- Tasks -
a) In the executive summary, switch "value chain" to "supply chain" and write out the passage that begins at the words "Eunomia Research &" and stops after "value chain stages.".
b) Which three countries does the executive summary name as the primary focus of the study?

Executive Summary

Eunomia Research & Consulting Ltd. (Eunomia) and Mepex Consult AS (Mepex) were commissioned by the Norwegian Environment Agency (NEA) on behalf of the Nordic Working Group for Circular Economy under the Nordic Council of Ministers to:

Understand the range of technologies available to contribute towards the electric vehicle (EV) battery manufacturing value chain;
Identify the risks associated with each of these technologies;
Highlight the potential emissions understood to result from the operation of these processes; and
Determine barriers to further circularity in each of these value chain stages.

With a primary focus on three key Nordic countries (Norway, Finland, Sweden), the study sought to contribute to building knowledge around technologies and procedures capable of reducing emissions and minimising environmental risks across the EV battery value chain. Ultimately, the intention behind this research was to provide the initial findings capable of underpinning future Best Available Techniques Reference (BREF) documents.

Background and Context

EVs are the fastest growing segment in the mobility sector. The European Union’s (EU) Fit for 55 package introduces emissions reduction targets for vehicles, and EVs are being increasingly considered a vital technology for meeting these targets. However, despite the benefits, the life cycle of EV batteries can result in harmful emissions and environmental risks, in particular depletion of local resources due to mining metals to produce the batteries, and a significant risk of fires and explosions associated with the use and recycling of batteries.

The development and production of EV batteries within Europe are considered a strategic necessity in the context of the clean energy transition and a contributing factor to the ongoing competitiveness of Europe’s automotive sector. At EU-level, the regulatory landscape surrounding EV batteries is primarily shaped by four key policies, The Batteries Directive, The Batteries Regulations, the Waste Frame Directive (WFD) and the Industrial Emissions Directive (IED).

Nordic countries adhere to EU regulation related to the handling of hazardous products, and all in-scope facilities are required to obtain permits that set conditions for their operation in line with the IED’s requirements. Specified environmental considerations for permitting apply at each stage of the EV battery value chain and consist of managing the risk of fire and explosion and chemical leaks with adequate labelling and handling. While these obligations are largely common across the Nordics, requirements can differ subtly between Nordic countries and, in some instances, between regional authorities.

- Data shown -
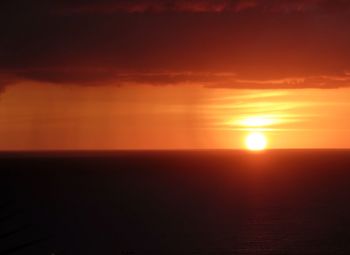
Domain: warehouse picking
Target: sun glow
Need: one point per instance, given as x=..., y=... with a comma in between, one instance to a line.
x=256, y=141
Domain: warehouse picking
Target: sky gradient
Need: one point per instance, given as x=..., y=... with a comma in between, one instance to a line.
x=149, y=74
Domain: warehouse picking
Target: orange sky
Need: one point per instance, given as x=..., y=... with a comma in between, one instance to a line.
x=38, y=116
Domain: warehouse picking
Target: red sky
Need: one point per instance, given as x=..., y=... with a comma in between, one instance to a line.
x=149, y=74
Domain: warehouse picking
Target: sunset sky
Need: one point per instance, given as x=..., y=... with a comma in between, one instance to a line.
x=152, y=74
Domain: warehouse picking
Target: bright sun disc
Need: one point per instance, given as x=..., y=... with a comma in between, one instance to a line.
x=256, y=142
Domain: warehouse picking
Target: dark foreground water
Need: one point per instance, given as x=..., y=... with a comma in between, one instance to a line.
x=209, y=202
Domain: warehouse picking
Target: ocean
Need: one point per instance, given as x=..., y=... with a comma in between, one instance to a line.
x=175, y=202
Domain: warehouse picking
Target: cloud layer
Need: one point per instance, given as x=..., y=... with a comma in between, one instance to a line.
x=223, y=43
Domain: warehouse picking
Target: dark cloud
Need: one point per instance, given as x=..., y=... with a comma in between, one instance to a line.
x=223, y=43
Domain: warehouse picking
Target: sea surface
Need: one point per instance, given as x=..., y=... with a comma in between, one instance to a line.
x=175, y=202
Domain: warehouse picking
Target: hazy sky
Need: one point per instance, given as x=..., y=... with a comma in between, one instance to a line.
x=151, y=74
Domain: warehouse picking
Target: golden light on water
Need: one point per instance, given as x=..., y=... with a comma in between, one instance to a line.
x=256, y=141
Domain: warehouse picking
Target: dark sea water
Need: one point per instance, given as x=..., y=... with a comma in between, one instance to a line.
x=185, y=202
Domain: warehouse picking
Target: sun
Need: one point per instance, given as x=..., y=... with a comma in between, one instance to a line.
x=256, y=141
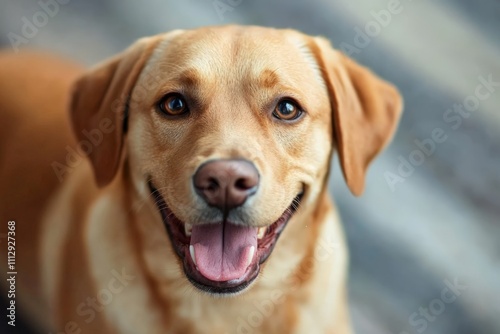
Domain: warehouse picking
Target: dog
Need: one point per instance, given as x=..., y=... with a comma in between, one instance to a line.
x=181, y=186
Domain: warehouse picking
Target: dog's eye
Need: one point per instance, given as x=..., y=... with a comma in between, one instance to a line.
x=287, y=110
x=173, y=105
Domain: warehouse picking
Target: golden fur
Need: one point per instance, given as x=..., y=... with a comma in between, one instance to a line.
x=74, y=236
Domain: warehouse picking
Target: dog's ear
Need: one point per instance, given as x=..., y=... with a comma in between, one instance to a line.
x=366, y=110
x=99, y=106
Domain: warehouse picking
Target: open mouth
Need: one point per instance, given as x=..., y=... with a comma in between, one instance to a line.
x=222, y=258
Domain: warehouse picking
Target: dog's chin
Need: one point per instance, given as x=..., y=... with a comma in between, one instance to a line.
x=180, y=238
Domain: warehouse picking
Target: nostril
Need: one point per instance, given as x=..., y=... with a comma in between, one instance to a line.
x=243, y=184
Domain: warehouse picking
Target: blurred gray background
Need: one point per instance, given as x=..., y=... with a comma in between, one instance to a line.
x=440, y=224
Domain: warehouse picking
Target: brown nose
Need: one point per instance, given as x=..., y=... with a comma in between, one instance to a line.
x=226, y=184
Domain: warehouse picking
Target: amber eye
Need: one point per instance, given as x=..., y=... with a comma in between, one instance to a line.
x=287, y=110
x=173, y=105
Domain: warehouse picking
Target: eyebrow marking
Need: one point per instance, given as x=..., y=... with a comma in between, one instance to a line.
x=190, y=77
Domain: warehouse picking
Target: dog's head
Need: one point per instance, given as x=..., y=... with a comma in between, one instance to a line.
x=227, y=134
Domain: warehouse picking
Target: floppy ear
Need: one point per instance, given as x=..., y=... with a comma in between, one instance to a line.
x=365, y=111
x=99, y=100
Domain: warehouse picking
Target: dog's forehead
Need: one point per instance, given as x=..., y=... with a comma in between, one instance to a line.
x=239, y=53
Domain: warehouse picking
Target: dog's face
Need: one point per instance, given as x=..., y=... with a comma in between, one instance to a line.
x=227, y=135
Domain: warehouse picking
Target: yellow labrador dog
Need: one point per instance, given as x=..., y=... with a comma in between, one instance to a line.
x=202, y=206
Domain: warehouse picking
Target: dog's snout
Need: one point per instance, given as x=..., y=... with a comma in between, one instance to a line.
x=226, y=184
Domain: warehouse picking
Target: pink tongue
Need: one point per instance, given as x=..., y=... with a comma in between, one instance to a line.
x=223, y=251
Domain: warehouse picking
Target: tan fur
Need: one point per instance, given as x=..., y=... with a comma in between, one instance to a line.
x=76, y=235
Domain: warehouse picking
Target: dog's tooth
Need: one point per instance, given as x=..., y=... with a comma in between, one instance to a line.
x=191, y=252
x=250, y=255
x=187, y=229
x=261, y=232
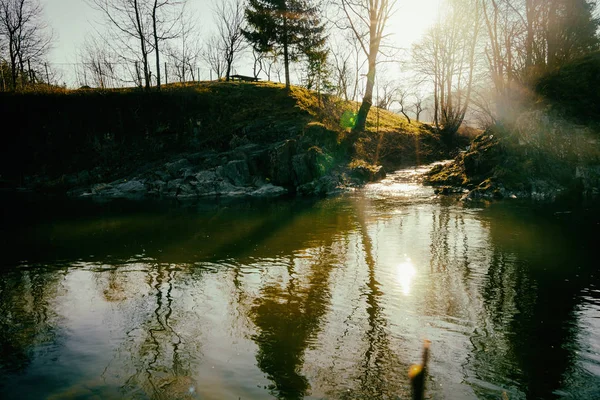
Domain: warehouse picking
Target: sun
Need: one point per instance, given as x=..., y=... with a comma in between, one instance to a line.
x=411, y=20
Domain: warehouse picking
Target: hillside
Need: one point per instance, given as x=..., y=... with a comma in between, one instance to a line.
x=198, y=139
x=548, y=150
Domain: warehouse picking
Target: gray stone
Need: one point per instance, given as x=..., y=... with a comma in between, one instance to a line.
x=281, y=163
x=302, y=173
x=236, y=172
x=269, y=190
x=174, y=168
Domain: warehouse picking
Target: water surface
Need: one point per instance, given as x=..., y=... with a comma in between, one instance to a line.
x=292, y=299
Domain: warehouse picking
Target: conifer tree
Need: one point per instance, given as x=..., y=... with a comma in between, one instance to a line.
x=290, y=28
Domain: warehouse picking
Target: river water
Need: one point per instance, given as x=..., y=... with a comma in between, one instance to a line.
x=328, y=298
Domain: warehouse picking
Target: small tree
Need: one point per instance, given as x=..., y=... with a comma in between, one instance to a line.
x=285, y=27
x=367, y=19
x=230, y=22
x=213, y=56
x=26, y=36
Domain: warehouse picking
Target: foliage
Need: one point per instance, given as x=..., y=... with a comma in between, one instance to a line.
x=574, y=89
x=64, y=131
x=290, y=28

- Expected responses -
a)
Eunomia Research & Consulting Ltd. (Eunomia) and Mepex Consult AS (Mepex) were commissioned by the Norwegian Environment Agency (NEA) on behalf of the Nordic Working Group for Circular Economy under the Nordic Council of Ministers to:

Understand the range of technologies available to contribute towards the electric vehicle (EV) battery manufacturing supply chain;
Identify the risks associated with each of these technologies;
Highlight the potential emissions understood to result from the operation of these processes; and
Determine barriers to further circularity in each of these supply chain stages.

b) Norway, Finland, and Sweden.